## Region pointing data

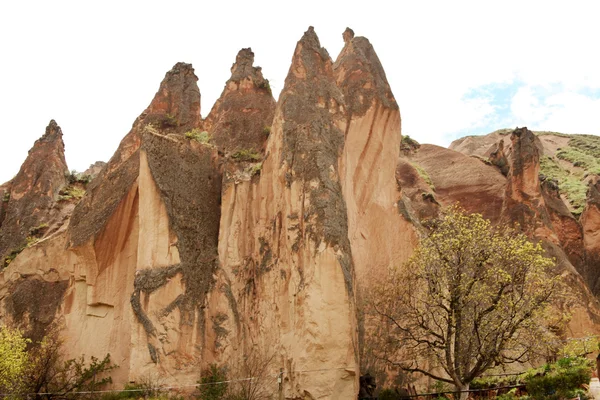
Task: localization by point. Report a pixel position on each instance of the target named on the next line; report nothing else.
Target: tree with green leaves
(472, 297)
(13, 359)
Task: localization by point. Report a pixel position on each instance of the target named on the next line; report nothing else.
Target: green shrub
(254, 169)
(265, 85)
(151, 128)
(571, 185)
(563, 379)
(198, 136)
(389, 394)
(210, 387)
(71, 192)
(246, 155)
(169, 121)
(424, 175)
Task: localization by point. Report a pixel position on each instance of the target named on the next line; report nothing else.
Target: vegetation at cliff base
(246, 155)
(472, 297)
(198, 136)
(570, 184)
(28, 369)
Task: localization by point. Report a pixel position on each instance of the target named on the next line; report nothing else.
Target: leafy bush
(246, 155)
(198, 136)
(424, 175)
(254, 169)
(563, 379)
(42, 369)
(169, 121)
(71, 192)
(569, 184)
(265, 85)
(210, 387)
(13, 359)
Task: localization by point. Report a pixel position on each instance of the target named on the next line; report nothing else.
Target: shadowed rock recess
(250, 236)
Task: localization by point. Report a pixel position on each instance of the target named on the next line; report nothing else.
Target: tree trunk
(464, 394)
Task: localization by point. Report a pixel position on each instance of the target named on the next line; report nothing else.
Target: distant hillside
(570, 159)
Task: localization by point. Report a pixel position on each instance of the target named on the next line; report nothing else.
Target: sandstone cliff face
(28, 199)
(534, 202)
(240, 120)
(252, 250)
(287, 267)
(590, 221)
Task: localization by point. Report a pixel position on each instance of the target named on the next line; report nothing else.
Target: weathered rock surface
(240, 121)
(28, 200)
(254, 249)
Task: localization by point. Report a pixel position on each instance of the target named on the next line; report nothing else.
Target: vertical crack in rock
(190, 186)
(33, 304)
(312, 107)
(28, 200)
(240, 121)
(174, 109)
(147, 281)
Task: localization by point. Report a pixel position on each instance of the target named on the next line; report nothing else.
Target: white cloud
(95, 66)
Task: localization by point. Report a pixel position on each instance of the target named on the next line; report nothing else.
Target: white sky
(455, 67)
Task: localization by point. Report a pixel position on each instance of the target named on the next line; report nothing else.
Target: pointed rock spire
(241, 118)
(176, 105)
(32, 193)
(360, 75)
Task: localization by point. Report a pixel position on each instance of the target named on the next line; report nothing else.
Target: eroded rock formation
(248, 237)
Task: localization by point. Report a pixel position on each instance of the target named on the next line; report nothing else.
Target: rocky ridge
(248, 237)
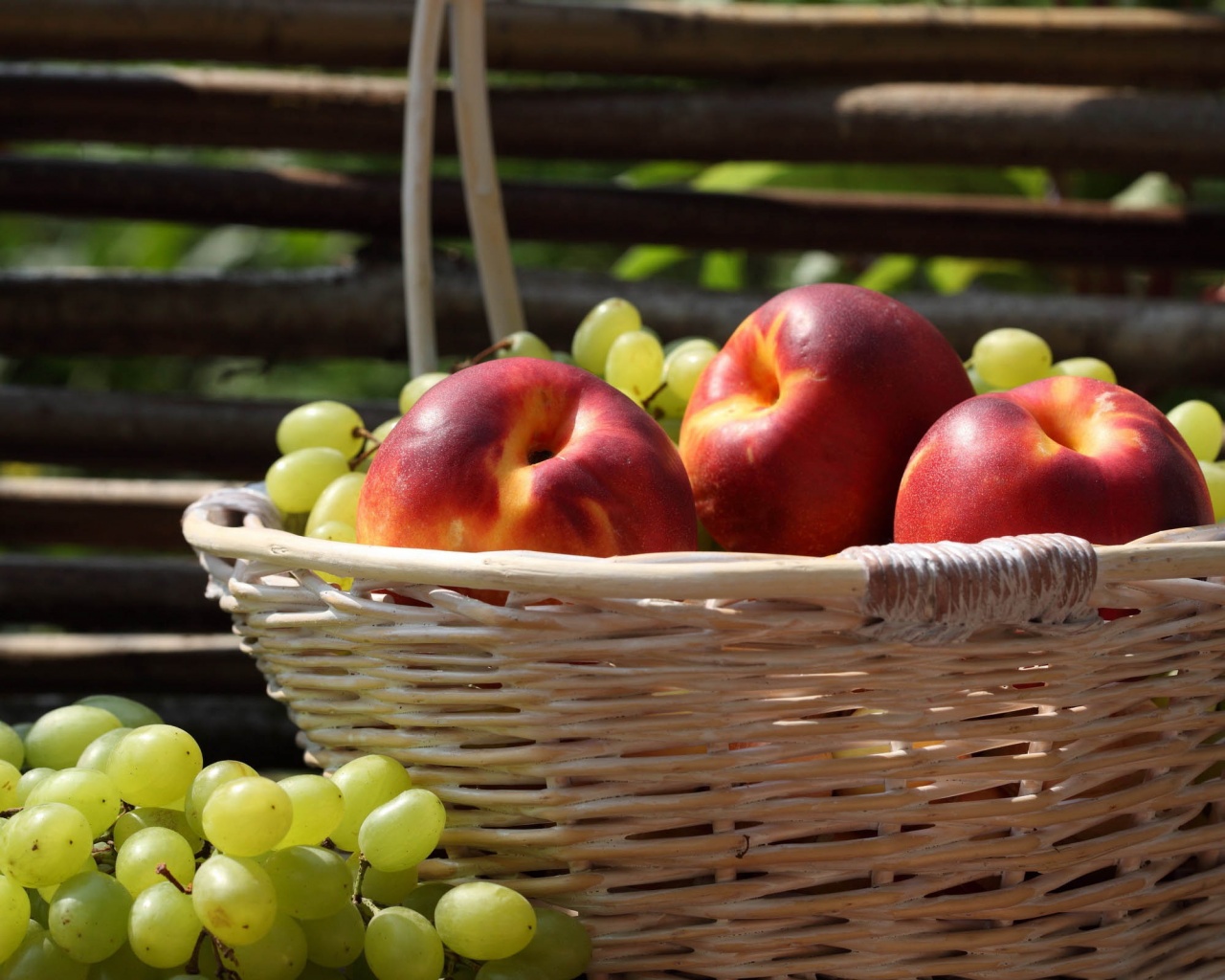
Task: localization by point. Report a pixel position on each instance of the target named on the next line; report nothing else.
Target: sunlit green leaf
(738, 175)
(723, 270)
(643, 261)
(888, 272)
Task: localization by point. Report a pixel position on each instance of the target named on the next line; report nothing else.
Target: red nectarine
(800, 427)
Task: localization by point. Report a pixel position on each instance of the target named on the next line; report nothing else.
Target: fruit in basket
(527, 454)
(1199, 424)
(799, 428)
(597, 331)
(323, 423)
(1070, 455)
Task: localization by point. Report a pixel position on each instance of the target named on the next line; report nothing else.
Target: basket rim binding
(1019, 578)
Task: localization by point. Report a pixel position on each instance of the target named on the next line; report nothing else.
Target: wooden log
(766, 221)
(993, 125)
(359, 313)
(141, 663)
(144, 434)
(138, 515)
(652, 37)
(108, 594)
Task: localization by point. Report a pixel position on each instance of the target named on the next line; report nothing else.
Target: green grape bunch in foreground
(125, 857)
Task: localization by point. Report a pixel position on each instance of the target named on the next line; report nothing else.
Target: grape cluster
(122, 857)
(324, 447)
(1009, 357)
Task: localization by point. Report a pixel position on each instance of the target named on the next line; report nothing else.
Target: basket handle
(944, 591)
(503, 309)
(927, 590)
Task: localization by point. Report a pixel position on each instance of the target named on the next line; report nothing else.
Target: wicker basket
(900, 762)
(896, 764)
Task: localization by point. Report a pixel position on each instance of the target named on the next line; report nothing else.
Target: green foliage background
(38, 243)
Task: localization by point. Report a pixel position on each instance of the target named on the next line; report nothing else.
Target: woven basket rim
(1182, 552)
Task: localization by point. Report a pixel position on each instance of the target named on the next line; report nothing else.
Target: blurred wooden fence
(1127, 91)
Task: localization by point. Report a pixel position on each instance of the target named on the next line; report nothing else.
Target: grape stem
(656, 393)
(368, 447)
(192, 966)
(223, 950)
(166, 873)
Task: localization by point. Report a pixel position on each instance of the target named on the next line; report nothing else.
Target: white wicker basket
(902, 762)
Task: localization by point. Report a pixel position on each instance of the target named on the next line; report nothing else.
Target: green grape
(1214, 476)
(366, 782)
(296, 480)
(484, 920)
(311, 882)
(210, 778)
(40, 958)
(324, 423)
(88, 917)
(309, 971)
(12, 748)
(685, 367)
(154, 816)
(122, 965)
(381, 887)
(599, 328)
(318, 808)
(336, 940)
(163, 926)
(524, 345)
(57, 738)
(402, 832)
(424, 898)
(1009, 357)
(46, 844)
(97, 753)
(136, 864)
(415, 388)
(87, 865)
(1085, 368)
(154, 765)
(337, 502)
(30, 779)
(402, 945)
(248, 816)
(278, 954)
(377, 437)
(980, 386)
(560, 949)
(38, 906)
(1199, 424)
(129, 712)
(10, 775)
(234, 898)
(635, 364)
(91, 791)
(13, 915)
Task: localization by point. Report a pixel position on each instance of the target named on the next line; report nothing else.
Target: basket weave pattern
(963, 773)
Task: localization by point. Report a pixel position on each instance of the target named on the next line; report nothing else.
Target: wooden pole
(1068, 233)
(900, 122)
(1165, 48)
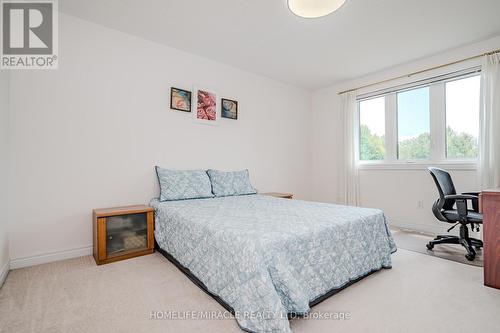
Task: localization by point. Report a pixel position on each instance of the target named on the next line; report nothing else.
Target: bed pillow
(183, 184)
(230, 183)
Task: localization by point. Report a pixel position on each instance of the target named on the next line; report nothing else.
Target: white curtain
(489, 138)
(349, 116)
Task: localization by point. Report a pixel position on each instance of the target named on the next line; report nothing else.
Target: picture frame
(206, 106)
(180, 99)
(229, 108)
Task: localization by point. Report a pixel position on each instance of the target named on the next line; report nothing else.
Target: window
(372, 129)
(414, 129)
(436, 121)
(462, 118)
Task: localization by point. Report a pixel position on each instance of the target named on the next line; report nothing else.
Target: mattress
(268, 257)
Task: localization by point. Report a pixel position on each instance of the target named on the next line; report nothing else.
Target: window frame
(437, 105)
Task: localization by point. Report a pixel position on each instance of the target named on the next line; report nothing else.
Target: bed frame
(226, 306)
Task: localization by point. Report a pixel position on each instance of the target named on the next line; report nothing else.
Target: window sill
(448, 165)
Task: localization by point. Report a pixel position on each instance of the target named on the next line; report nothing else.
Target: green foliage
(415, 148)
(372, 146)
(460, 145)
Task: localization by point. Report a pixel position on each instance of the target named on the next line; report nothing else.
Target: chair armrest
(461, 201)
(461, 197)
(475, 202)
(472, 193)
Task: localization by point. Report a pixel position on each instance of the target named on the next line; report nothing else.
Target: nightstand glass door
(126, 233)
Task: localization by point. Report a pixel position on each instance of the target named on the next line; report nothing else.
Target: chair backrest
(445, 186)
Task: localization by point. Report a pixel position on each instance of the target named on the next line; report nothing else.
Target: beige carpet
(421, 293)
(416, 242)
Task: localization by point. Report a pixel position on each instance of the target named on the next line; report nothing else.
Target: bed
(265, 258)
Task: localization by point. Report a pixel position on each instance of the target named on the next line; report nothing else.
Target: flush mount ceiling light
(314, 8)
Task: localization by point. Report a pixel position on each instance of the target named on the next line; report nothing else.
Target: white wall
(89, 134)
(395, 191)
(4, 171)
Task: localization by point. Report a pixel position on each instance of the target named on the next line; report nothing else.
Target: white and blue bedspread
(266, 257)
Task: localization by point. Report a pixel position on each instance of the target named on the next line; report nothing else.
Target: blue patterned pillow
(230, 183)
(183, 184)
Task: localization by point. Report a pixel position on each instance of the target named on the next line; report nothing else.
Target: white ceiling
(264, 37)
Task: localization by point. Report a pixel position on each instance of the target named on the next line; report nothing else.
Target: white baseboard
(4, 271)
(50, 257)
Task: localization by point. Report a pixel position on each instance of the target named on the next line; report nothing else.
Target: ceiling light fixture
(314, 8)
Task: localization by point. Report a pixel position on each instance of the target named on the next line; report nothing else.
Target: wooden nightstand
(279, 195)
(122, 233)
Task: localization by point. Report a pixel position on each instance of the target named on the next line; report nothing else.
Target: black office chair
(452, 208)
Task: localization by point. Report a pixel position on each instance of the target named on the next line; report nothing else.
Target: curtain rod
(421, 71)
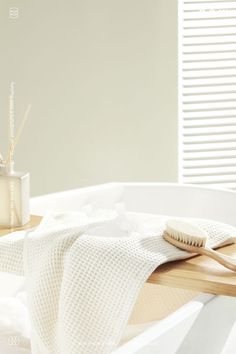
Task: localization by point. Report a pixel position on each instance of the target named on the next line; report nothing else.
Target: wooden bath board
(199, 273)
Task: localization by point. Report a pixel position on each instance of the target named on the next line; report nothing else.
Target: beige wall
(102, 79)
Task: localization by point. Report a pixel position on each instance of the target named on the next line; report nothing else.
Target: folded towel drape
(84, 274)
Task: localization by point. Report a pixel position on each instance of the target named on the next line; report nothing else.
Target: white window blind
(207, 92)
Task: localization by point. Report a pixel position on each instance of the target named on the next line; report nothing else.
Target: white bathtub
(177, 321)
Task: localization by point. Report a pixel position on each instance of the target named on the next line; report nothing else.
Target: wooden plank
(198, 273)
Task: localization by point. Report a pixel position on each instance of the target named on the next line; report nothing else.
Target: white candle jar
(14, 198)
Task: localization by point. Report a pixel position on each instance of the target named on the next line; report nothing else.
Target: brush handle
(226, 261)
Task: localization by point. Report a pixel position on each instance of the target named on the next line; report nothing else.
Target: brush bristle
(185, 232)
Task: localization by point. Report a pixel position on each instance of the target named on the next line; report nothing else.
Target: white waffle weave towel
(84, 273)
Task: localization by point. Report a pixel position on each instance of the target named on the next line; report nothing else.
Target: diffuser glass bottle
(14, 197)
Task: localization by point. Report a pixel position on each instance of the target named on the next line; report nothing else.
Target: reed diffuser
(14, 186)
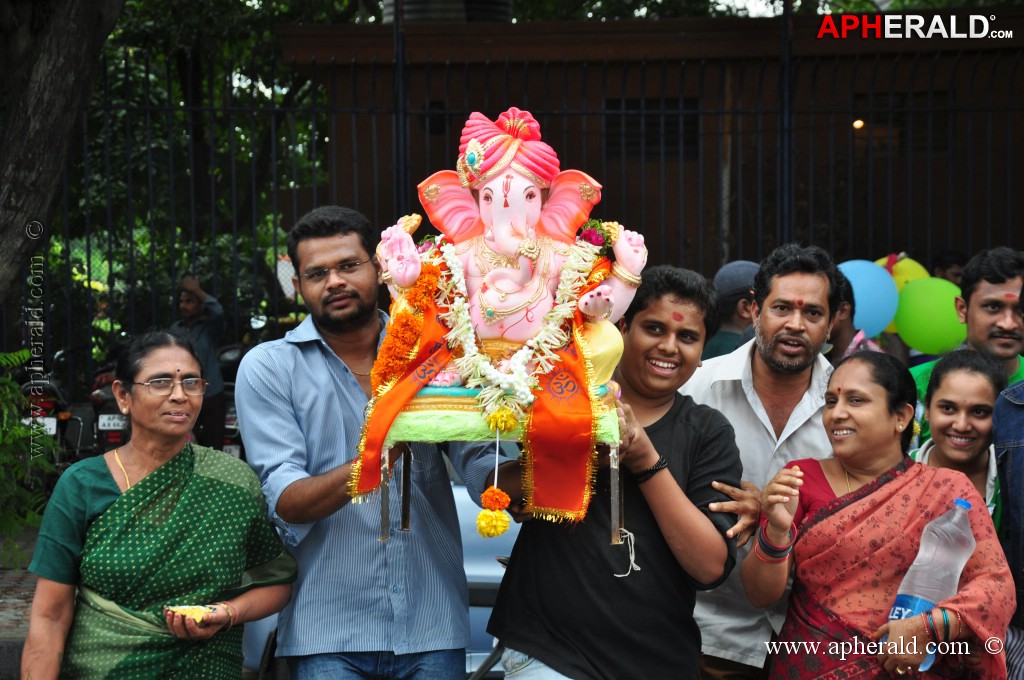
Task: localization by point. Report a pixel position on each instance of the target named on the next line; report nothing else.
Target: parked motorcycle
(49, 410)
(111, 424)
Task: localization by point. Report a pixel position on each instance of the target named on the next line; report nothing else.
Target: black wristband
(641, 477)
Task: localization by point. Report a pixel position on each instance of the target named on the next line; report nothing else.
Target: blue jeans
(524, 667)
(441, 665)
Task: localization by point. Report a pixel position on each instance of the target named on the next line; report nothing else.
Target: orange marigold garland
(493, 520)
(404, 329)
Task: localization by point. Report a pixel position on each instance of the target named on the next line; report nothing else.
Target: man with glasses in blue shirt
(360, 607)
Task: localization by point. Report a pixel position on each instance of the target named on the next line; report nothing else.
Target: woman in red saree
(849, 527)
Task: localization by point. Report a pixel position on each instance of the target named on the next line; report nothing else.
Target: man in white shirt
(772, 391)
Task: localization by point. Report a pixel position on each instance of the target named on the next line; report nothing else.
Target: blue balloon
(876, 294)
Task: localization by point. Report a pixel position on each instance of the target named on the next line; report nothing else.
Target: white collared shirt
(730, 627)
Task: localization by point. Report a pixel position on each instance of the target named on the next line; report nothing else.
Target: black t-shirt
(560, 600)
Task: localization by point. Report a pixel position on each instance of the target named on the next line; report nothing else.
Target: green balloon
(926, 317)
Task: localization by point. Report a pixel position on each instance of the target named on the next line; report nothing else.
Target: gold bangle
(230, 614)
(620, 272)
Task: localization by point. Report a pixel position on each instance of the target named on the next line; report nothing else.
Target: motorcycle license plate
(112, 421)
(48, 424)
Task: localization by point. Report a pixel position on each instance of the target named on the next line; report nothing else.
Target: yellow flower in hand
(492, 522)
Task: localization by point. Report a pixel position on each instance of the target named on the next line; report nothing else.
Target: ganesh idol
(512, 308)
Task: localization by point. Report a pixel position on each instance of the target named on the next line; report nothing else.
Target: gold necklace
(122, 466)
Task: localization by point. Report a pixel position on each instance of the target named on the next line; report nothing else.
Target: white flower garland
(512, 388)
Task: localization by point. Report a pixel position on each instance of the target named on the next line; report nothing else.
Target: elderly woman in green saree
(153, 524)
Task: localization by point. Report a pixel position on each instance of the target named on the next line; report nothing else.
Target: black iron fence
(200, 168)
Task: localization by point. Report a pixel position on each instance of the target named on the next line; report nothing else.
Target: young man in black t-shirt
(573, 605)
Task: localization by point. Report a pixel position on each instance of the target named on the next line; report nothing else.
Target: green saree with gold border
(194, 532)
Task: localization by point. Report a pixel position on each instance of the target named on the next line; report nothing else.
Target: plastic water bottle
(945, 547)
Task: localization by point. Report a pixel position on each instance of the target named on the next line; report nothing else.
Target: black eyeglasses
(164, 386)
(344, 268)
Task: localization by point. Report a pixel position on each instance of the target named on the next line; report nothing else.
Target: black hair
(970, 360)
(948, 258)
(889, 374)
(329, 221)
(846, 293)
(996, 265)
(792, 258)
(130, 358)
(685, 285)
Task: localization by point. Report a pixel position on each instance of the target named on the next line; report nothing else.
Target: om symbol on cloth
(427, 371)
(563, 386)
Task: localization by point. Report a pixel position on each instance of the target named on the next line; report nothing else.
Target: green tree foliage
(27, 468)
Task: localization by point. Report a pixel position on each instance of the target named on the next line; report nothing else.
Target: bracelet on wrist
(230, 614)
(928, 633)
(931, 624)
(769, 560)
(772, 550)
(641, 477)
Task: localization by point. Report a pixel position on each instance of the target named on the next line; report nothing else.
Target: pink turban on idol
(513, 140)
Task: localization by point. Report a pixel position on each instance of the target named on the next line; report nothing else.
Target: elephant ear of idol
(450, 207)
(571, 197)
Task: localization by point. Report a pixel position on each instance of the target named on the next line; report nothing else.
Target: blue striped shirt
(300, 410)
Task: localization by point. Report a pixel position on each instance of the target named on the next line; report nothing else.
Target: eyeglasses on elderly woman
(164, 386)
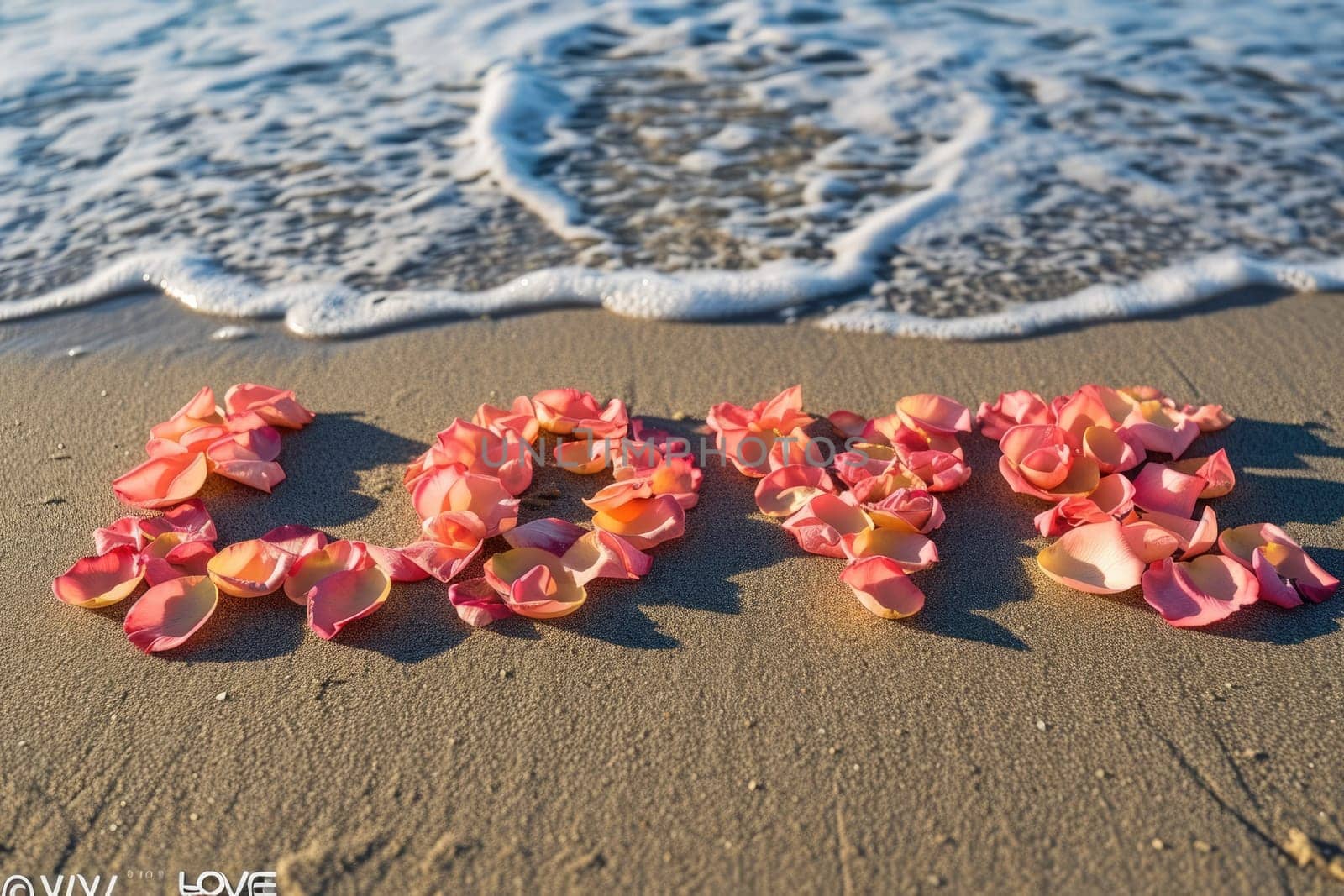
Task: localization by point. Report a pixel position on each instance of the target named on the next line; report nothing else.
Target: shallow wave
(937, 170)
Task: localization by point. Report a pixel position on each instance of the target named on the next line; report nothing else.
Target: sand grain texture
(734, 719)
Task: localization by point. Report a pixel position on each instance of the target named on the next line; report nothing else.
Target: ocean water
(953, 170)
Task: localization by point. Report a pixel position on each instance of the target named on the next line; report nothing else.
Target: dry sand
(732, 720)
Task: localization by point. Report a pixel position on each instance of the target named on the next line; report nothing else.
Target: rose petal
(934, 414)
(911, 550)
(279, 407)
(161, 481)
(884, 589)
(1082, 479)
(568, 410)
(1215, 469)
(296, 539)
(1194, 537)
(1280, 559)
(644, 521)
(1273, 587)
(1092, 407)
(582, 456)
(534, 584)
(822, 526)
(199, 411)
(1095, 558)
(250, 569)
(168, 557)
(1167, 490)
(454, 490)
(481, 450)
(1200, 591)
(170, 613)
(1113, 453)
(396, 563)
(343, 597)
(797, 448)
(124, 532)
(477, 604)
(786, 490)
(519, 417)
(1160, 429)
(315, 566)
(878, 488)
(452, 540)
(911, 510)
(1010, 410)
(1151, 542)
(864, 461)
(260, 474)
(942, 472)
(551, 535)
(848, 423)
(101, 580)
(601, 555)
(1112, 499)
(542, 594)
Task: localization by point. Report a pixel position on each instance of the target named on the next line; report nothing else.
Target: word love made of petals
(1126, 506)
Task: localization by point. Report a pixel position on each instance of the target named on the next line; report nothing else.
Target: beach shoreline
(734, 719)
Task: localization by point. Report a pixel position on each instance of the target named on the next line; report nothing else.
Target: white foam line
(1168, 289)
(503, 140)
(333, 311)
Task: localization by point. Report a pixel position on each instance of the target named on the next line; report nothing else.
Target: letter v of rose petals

## Assignment
Each line from the one with "Target: dry sand" through the end of the entries above is to be returned word for word. Nothing else belongs in the answer.

## Expected output
Target: dry sand
(732, 720)
Task: localization by point. Report a pixel position on each instance of the target named on the next line; report nothing else.
Target: rose petal
(934, 414)
(911, 550)
(279, 407)
(161, 481)
(884, 589)
(1082, 479)
(568, 410)
(1215, 469)
(296, 539)
(1194, 537)
(1280, 559)
(644, 521)
(1273, 587)
(1092, 407)
(582, 456)
(534, 584)
(822, 526)
(199, 411)
(1095, 558)
(250, 569)
(168, 557)
(1167, 490)
(454, 490)
(481, 450)
(1200, 591)
(170, 613)
(1113, 453)
(396, 563)
(343, 597)
(797, 448)
(124, 532)
(477, 604)
(786, 490)
(519, 417)
(1160, 429)
(315, 566)
(878, 488)
(452, 540)
(911, 510)
(1010, 410)
(1151, 542)
(864, 461)
(260, 474)
(942, 472)
(551, 535)
(848, 423)
(101, 580)
(601, 555)
(1112, 499)
(542, 594)
Task: localization by point. Report a pixel position on each instance of the target named on the next line; report nothing else.
Target: word love made of petals
(1126, 506)
Task: localization by point. Report a pixel position on each instance of the target named on the next line; report nothing else.
Target: beach shoreline
(734, 719)
Task: localization by point. Report a pixel position on each instance of the target named on the next line; report nothing else.
Target: white foam line
(1168, 289)
(503, 140)
(333, 311)
Task: localization by point. Report a pixel position on each instance of the target named on the next line; report nothing else.
Target: letter v of rose petals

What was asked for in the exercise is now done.